• [EXERCISE DETAILS]
Below are some records; return each one exactly.
......
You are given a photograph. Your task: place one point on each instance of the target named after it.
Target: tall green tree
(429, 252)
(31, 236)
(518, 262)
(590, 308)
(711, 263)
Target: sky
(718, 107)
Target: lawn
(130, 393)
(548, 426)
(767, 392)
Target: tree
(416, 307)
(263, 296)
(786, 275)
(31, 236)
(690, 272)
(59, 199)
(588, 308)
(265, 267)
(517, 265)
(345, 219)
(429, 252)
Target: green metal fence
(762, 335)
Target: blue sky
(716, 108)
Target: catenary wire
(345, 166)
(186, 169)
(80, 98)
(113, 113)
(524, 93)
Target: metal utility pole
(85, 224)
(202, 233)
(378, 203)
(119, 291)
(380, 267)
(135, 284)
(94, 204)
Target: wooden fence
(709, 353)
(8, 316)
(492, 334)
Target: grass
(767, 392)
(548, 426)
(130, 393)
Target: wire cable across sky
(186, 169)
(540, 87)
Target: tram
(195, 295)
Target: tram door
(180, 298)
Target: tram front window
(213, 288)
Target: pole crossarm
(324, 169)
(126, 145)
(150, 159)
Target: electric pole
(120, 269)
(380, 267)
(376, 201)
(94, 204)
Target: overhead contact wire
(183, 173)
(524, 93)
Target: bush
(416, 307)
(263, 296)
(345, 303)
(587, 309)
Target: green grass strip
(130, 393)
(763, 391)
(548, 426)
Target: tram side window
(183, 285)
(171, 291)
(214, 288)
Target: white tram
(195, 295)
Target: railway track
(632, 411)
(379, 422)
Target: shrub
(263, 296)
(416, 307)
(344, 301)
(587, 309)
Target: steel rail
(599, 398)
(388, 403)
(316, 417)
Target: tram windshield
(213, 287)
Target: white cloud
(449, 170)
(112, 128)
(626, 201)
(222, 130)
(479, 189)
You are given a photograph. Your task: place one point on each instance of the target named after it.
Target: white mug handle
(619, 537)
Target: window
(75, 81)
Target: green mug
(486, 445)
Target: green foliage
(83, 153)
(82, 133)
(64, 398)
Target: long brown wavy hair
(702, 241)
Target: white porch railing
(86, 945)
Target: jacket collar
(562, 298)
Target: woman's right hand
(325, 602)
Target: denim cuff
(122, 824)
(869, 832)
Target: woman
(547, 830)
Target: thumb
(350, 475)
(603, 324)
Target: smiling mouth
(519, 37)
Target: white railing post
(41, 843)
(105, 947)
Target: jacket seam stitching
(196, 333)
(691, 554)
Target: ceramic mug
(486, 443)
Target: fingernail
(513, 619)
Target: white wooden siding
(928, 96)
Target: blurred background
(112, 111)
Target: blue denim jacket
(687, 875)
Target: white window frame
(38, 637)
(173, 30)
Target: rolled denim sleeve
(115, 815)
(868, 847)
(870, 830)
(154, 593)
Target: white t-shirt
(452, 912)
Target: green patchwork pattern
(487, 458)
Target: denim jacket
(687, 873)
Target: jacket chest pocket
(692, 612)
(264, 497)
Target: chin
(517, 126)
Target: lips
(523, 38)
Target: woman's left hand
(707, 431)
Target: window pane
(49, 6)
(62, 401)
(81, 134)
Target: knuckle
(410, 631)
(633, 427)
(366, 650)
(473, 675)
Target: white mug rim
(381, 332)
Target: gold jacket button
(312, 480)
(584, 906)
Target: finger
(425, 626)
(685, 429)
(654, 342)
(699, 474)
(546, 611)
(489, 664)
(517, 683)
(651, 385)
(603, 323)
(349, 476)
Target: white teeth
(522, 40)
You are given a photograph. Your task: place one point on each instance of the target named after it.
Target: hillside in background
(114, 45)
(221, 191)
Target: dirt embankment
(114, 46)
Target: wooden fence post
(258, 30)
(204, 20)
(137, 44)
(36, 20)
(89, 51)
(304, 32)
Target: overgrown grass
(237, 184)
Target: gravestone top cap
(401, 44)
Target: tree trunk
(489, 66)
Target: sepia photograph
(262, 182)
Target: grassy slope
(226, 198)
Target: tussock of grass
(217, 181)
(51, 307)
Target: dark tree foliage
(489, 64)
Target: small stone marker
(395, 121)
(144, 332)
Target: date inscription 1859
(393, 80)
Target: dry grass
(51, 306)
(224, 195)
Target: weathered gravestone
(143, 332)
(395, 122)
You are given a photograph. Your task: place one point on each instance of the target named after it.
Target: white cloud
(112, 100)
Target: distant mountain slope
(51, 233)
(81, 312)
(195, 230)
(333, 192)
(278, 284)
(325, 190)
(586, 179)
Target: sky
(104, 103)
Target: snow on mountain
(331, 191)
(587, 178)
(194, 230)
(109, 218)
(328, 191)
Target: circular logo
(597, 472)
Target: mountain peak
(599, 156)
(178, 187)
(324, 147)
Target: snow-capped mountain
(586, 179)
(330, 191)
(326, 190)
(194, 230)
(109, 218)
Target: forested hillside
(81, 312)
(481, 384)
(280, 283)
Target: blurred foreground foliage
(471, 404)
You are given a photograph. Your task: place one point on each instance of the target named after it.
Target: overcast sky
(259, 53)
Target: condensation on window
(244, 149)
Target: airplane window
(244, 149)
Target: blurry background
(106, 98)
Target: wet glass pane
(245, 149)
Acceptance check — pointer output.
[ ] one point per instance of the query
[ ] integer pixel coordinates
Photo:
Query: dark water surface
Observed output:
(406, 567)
......
• [EXERCISE ANSWER]
You are given a photograph. Your task: place one point on each instance of the target named after it.
Target: tall green tree
(429, 252)
(31, 236)
(518, 262)
(590, 308)
(711, 263)
Target: sky
(718, 107)
Target: lawn
(130, 393)
(548, 426)
(767, 392)
Target: tree
(416, 307)
(263, 296)
(786, 275)
(31, 236)
(690, 272)
(59, 199)
(588, 308)
(265, 267)
(517, 265)
(345, 219)
(429, 252)
Target: green metal fence
(762, 335)
Target: blue sky
(716, 108)
Target: catenary wire
(345, 166)
(186, 169)
(80, 98)
(113, 113)
(524, 93)
Target: metal utility pole
(85, 224)
(202, 233)
(378, 203)
(119, 291)
(380, 267)
(135, 284)
(94, 204)
Target: wooden fence
(709, 353)
(8, 316)
(492, 334)
Target: grass
(767, 392)
(548, 426)
(130, 393)
Target: wire cable across sky
(186, 169)
(540, 87)
Target: tram
(195, 295)
Target: tram door
(180, 298)
Target: tram front window
(213, 288)
Target: pole crossarm
(324, 169)
(126, 145)
(150, 159)
Target: electric pole
(120, 269)
(380, 267)
(376, 201)
(94, 204)
Target: overhead contact wire
(183, 173)
(524, 93)
Target: bush
(416, 307)
(263, 296)
(345, 303)
(587, 309)
Target: green grass strip
(130, 393)
(763, 391)
(548, 426)
Target: tram side window
(183, 285)
(171, 291)
(214, 288)
Target: white tram
(195, 295)
Target: railway track
(632, 411)
(379, 422)
Target: shrub
(263, 296)
(416, 307)
(344, 301)
(587, 309)
Target: steel rail
(599, 398)
(388, 403)
(316, 417)
Target: tram windshield
(213, 287)
Target: white cloud
(449, 170)
(112, 128)
(626, 201)
(222, 130)
(479, 189)
You are given a photograph. Your task: place one point on each instance of the target named after it.
Target: white mug handle
(619, 537)
Target: window
(75, 81)
Target: green mug
(486, 445)
Target: green foliage
(83, 153)
(82, 133)
(64, 398)
Target: long brown wavy hair
(702, 241)
Target: white porch railing
(86, 945)
Target: jacket collar
(562, 298)
Target: woman's right hand
(325, 602)
Target: denim cuff
(122, 824)
(869, 832)
Target: woman
(547, 830)
Target: thumb
(350, 475)
(603, 324)
Target: smiling mouth
(519, 37)
Target: white railing post
(41, 843)
(105, 947)
Target: jacket seam stitching
(196, 333)
(691, 554)
Target: ceramic mug
(486, 443)
Target: fingernail
(513, 619)
Target: white wooden siding
(928, 96)
Target: blurred background
(112, 111)
Target: blue denim jacket
(687, 875)
Target: white window frame
(38, 637)
(173, 30)
Target: rolled denim sleeve
(115, 815)
(868, 847)
(870, 830)
(154, 593)
Target: white t-shirt
(452, 912)
Target: green patchwork pattern
(487, 458)
Target: denim jacket
(687, 873)
Target: jacket chest pocket
(692, 612)
(264, 497)
Target: chin
(517, 126)
Target: lips
(523, 38)
Target: woman's left hand
(707, 431)
Target: window pane
(49, 6)
(62, 401)
(81, 134)
Target: knuckle
(410, 631)
(633, 427)
(366, 650)
(473, 675)
Target: white mug rim
(381, 332)
Target: gold jacket button
(312, 480)
(584, 906)
Target: finger
(425, 626)
(685, 429)
(654, 342)
(699, 474)
(546, 611)
(489, 664)
(517, 683)
(651, 385)
(603, 323)
(349, 476)
Target: white teeth
(522, 40)
You are given a photograph. Your task: place one point on each instance of the target named after it.
Target: hillside in background
(114, 45)
(221, 191)
Target: dirt embankment
(114, 46)
Target: wooden fence post
(258, 30)
(204, 20)
(137, 44)
(36, 20)
(89, 51)
(304, 32)
Target: overgrown grass
(237, 184)
Target: gravestone top cap
(401, 44)
Target: tree trunk
(489, 66)
Target: sepia photograph
(262, 182)
Target: grassy slope
(226, 198)
Target: tussock of grass
(217, 181)
(51, 307)
Target: dark tree foliage
(489, 64)
Target: small stone marker
(395, 121)
(144, 332)
Target: date inscription 1859
(393, 80)
Target: dry grass
(51, 306)
(224, 195)
Target: weathered gravestone
(143, 332)
(395, 122)
You are given a photograph. Your task: place one point on each instance of the target named after it.
Target: white cloud
(112, 100)
Target: distant mountain slope
(51, 233)
(81, 312)
(195, 230)
(333, 192)
(278, 284)
(325, 190)
(586, 179)
Target: sky
(104, 103)
Target: snow on mountain
(331, 191)
(587, 178)
(194, 230)
(109, 218)
(328, 191)
Target: circular logo
(597, 472)
Target: mountain peak
(599, 156)
(178, 187)
(324, 147)
Target: snow-capped mountain
(586, 179)
(330, 191)
(326, 190)
(194, 230)
(109, 218)
Target: forested hillside
(81, 312)
(481, 384)
(280, 283)
Target: blurred foreground foliage
(471, 404)
You are given a photograph. Your task: place one point on each instance of the target named after it.
Target: overcast sky
(259, 53)
Target: condensation on window
(244, 149)
Target: airplane window
(244, 149)
Target: blurry background
(106, 98)
Target: wet glass pane
(245, 149)
Acceptance check — pointer output.
[ ] one point per instance of the query
[ ] integer pixel coordinates
Photo:
Query: dark water surface
Observed output:
(406, 567)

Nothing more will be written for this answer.